- _Task directions_
Every line of the data should be output word for word.

- _Data under study_

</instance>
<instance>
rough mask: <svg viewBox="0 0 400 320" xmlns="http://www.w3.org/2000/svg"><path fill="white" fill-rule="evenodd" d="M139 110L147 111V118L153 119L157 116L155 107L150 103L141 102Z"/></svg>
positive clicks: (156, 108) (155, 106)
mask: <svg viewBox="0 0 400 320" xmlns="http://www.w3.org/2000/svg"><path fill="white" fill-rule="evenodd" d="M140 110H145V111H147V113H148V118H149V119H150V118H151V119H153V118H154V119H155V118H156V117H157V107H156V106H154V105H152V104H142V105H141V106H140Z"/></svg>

- _Response area_
</instance>
<instance>
rough mask: <svg viewBox="0 0 400 320" xmlns="http://www.w3.org/2000/svg"><path fill="white" fill-rule="evenodd" d="M139 110L147 111V118L153 119L157 116L155 107L150 103L141 102Z"/></svg>
positive clicks: (156, 108) (155, 106)
mask: <svg viewBox="0 0 400 320" xmlns="http://www.w3.org/2000/svg"><path fill="white" fill-rule="evenodd" d="M140 110H145V111H147V113H148V118H149V119H150V118H151V119H153V118H154V119H155V118H156V117H157V107H156V106H154V105H152V104H142V105H141V106H140Z"/></svg>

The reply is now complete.